Repeat exactly each line of the data provided below.

→ **Data extracted from a collection**:

•••••

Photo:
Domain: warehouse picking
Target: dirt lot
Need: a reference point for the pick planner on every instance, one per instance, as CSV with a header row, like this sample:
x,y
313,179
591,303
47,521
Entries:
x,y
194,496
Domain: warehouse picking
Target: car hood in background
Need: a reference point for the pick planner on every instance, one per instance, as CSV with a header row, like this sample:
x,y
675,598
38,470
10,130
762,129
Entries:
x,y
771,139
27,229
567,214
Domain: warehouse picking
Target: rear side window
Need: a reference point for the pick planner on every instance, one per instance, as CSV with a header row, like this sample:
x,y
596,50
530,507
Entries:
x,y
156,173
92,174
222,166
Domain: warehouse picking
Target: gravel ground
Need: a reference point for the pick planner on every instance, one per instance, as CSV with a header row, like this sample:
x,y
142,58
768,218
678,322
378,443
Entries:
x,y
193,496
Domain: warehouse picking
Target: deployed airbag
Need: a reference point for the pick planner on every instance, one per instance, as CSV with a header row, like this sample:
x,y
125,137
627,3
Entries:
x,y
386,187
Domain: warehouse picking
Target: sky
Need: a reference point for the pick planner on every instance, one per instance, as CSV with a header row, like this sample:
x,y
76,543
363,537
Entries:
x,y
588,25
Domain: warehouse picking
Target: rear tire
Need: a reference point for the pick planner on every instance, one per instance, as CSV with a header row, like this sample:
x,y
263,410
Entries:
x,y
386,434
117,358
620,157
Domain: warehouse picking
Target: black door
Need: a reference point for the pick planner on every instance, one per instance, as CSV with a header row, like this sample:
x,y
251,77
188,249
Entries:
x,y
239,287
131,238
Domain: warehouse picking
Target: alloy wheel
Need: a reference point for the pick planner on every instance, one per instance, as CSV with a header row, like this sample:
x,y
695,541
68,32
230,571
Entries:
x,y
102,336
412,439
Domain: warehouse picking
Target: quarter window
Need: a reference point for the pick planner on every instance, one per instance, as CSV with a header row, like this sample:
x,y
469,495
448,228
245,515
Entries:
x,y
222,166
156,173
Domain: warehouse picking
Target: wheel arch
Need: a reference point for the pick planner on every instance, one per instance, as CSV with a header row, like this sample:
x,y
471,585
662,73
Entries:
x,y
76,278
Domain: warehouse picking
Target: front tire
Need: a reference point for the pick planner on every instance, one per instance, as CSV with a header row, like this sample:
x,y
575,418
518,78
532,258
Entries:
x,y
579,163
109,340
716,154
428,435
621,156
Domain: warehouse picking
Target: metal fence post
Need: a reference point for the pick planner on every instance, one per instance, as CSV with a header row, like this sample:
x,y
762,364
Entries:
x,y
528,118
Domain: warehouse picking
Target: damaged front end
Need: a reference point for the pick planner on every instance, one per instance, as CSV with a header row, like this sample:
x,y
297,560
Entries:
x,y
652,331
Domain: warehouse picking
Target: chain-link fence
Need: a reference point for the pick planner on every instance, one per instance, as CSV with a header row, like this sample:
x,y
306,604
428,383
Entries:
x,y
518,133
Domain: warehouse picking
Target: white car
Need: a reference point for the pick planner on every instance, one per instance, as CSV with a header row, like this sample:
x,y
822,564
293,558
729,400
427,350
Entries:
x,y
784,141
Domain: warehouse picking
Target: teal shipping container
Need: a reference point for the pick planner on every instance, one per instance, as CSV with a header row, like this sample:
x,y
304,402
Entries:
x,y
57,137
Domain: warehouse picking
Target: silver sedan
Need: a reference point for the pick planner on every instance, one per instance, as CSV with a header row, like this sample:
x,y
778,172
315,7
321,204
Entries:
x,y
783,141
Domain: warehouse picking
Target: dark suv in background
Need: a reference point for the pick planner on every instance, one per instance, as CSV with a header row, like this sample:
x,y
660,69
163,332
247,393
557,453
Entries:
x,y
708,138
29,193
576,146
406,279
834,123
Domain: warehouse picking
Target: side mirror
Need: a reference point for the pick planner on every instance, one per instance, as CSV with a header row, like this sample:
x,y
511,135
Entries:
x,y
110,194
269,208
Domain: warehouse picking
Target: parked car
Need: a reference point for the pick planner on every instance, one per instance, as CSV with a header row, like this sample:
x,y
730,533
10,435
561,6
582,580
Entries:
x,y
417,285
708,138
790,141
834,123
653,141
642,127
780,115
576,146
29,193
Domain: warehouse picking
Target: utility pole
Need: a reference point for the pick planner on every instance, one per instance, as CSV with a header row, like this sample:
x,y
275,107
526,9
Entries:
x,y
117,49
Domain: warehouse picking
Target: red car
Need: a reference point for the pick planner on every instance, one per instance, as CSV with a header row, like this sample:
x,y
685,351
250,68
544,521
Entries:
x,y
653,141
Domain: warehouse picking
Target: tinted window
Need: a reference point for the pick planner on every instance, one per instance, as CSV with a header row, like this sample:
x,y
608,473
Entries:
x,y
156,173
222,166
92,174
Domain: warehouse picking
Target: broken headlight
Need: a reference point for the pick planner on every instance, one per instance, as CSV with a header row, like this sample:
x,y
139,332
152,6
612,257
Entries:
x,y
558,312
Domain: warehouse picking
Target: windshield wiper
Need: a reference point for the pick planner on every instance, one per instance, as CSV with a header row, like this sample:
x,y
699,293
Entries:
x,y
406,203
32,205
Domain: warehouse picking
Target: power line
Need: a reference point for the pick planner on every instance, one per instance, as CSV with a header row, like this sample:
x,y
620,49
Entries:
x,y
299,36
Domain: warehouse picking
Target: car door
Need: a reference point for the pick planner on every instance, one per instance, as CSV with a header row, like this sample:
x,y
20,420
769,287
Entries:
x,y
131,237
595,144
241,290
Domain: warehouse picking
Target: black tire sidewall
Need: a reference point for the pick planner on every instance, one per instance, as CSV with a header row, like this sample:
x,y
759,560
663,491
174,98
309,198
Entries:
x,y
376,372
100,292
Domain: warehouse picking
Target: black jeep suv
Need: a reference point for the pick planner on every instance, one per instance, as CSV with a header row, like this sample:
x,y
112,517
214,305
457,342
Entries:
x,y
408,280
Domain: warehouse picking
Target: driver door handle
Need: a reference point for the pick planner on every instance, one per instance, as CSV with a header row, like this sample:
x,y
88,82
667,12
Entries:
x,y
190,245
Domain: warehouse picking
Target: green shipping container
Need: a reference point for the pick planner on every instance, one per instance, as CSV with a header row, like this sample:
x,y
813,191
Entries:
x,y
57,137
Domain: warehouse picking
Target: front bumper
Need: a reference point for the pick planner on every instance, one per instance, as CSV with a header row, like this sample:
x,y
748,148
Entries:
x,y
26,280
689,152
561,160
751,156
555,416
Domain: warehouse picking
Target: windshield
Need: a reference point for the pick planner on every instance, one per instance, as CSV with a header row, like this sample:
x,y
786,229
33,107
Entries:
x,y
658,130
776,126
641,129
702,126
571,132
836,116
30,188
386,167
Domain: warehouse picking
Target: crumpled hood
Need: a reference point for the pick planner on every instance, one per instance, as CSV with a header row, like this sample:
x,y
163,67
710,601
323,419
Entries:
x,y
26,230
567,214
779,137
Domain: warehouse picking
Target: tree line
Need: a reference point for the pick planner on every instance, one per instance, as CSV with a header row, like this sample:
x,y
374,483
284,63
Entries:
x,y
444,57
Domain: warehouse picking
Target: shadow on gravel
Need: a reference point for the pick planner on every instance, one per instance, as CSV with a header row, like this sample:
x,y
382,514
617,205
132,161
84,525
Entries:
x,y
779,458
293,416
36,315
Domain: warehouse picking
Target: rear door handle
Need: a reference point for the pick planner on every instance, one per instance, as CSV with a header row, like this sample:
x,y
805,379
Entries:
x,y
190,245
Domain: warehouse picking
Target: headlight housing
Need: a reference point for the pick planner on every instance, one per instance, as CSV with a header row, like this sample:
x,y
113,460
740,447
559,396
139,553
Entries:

•••••

→ **Completed exercise**:
Photo:
Domain: warehouse picking
Target: dirt lot
Need: a reference point for the pick planner on every instance, one per instance, as CSV with a header row, like this sample:
x,y
313,179
591,303
47,521
Entries:
x,y
194,496
Domain: warehouse picking
Target: car hood in background
Need: a reference point for the pick planner on every instance, one per instance, as CSV with a header row, like this sample:
x,y
675,598
38,470
10,130
762,129
Entries:
x,y
771,139
27,229
567,214
Domain: warehouse picking
Target: rear side window
Need: a reference point for the pick planner on every instance, one per instance, as CSV with a header row, like this sample:
x,y
596,50
530,507
Entries:
x,y
156,173
92,174
222,166
Domain: warehouse picking
Target: gravel ground
Need: a reference point for the pick planner on every instance, one per instance, as CSV with a header row, like this sample:
x,y
142,58
768,218
678,322
378,443
Entries:
x,y
193,496
Domain: warehouse picking
Target: deployed airbag
Need: a reference point for the pick planner on every instance, one per instance, as CSV with a header row, like this sample:
x,y
125,137
627,3
Entries:
x,y
386,187
Domain: warehouse picking
Target: sky
Need: a reference point for the pick planner on every instance, one per instance, as CSV with a header row, like this sample:
x,y
76,543
363,537
Entries:
x,y
588,25
Domain: warehouse picking
Target: rear tire
Need: a reference point for the pick planner on every instance, one per instance, as CSV with a header row, like this sample:
x,y
263,410
Entries:
x,y
386,434
117,358
620,157
Domain: warehouse picking
Target: black door
Need: a reference point for the pick planner on every instance, one per instance, as CSV with a header row, like this sample:
x,y
251,77
188,249
Entries:
x,y
239,287
131,238
Domain: warehouse picking
Target: alloy wheel
Need: a reference point for the pick planner on every instance, one per instance, as CSV with a header row, like this sample:
x,y
695,541
68,32
230,571
Entries:
x,y
102,336
412,439
Domain: warehouse picking
Target: quarter window
Need: a reference point for the pick planner on every instance, one per instance, as CSV with a header row, like this sample:
x,y
469,495
448,228
245,515
Entries:
x,y
222,166
156,173
Domain: warehouse picking
Target: wheel arch
Need: a reference point for the pick planner on every instance, one per instance, as CSV with a header row, like this sample:
x,y
471,585
662,73
Entries:
x,y
76,278
Domain: warehouse picking
Target: front tire
Need: a reference point for the pick planner on every instance, one per instance, as CSV with a header row, like this sample:
x,y
575,418
518,78
532,258
Entries:
x,y
579,163
109,340
716,154
428,435
621,156
Domain: warehouse picking
Target: metal fence post
Need: a reference point for the pick planner on every instance, one per instance, as CSV with a header row, like this sample:
x,y
762,364
Entries:
x,y
528,118
Domain: warehouse picking
Target: damaged front end
Need: a reference point for the pick planner on every instance, one per instance, as CSV with a header row, like this sample:
x,y
297,560
Entries:
x,y
652,331
Domain: warehouse picking
Target: chain-link fence
Need: a reference point for the pick planner on every instance, one per instance, as CSV with a header row, like this sample:
x,y
306,604
428,383
Entries:
x,y
518,133
Domain: warehouse picking
Target: white car
Need: a reference point for the pick planner on every instance, one per instance, as CSV with a header row, like this sample:
x,y
822,564
293,558
729,400
427,350
Entries:
x,y
784,141
Domain: warehouse picking
Target: teal shipping container
Need: a reference point for the pick planner on every instance, one per instance, as CSV with a header row, like this sample:
x,y
304,402
Entries:
x,y
57,137
Domain: warehouse picking
Target: silver sedan
Need: a reference point for the pick planner on every instance, one per instance, as CSV with a header row, like this sample:
x,y
778,172
315,7
321,204
Entries:
x,y
783,141
Domain: warehouse picking
Target: dark suv in background
Need: a reference point for the pick planner on every instance, one per instance, as CSV with a header row, like this sample:
x,y
660,69
163,332
247,393
557,453
Entries:
x,y
708,138
29,193
576,146
406,279
834,123
Domain: warehouse picking
Target: side mirror
Need: a reference point for the pick planner on every instance, one per instance, as CSV with a header row, like this sample:
x,y
511,135
Entries:
x,y
110,194
269,208
Domain: warehouse picking
Target: parked car
Need: a reference point for the pick planner on every instance, one per instance, as CSV with a header row, like this sample:
x,y
730,533
10,435
561,6
582,580
Entries:
x,y
417,285
708,138
790,141
834,123
653,141
642,127
780,115
576,146
29,193
Domain: warehouse picking
Target: utility pole
Need: a reference point for the pick planner on every instance, one per instance, as CSV with a header row, like this sample:
x,y
275,107
526,9
Entries:
x,y
117,49
Domain: warehouse picking
Target: red car
Need: a reference point for the pick planner on every instance, one per instance, as CSV with a header row, like this sample:
x,y
685,351
250,68
544,521
Entries:
x,y
653,141
Domain: warehouse picking
Target: tinted window
Need: a reference point for the pick planner on every instance, one per instance, as CSV with a header row, like this sample:
x,y
608,473
Entries:
x,y
156,173
222,166
92,174
Domain: warehouse picking
Target: broken headlight
Need: a reference point for the pick planner on every instance, one per instance, as CSV with a header row, like this sample:
x,y
139,332
152,6
612,257
Entries:
x,y
558,312
Domain: warehouse picking
Target: windshield wiper
Need: a reference point for the pick planner on every instance, one per instance, as CSV with a header row, like this sample:
x,y
699,293
Entries:
x,y
406,203
32,205
Domain: warehouse picking
Target: power line
Need: a reference point for the pick planner on every instance, one per instance, as CSV with a header row, like this sample:
x,y
620,49
Entries:
x,y
299,36
Domain: warehouse picking
Target: car door
Need: a reference point for the pick planner on every instance, one per instance, as CSV with a header row, like this sample:
x,y
20,420
769,287
Entries:
x,y
131,237
595,144
241,290
Domain: warehouse picking
Target: black tire sidewall
Need: a reference point for the pick planner on every instance, one per instance, as CSV with a header row, like this sample:
x,y
759,560
663,491
174,98
309,198
Entries:
x,y
376,372
100,292
Domain: warehouse picking
Target: black jeep suv
Need: a reference point for the pick planner on every instance, one per instance, as CSV with a header row, like this sample:
x,y
112,517
214,305
457,342
Entries:
x,y
408,280
Domain: warehouse picking
Target: driver door handle
Need: a reference point for the pick planner on every instance, one per instance, as CSV with a header row, like this sample:
x,y
88,82
667,12
Entries:
x,y
190,245
Domain: warehouse picking
Target: green shipping container
Need: a reference point for the pick planner on every instance, one per instance, as CSV with a header row, like this sample:
x,y
813,191
Entries:
x,y
57,137
Domain: warehouse picking
Target: front bumper
Need: a reference point for the pick planner on every instance, one per instance, as CSV with a header row, like this sample:
x,y
748,148
Entries:
x,y
26,280
689,152
561,160
751,156
555,416
Domain: warehouse picking
Target: windshield
Need: a reference point for the pick planner on every instance, one per instance, as CSV with a header row, like this sample:
x,y
786,229
33,107
Entries:
x,y
658,130
776,126
641,129
702,126
571,132
836,116
30,188
386,167
Domain: warehouse picking
Target: crumpled hood
Need: a reference point for the pick planner on every instance, one per instance, as CSV with a header row, like this sample:
x,y
163,67
710,601
323,419
Entries:
x,y
26,230
567,214
779,137
Domain: warehouse picking
Target: tree line
Need: a reference point for the pick planner on every instance, one per instance, as CSV with a header row, like this sample:
x,y
374,483
284,63
Entries:
x,y
444,57
Domain: warehouse picking
Target: shadow on gravel
Need: a reference point for the pick planner on every instance, one per instance, as CSV with a header row, like this sample:
x,y
382,514
617,205
132,161
84,525
Entries:
x,y
779,458
293,416
36,315
Domain: warehouse picking
Target: rear door handle
Need: a reference point for the pick planner on every instance, one per instance, as CSV with a header row, like this sample:
x,y
805,379
Entries:
x,y
190,245
Domain: warehouse picking
Target: headlight housing
Need: a reference point for the pick planner on every instance, one per instance, as CSV with a header row, like this sample:
x,y
113,460
740,447
559,396
139,553
Entries:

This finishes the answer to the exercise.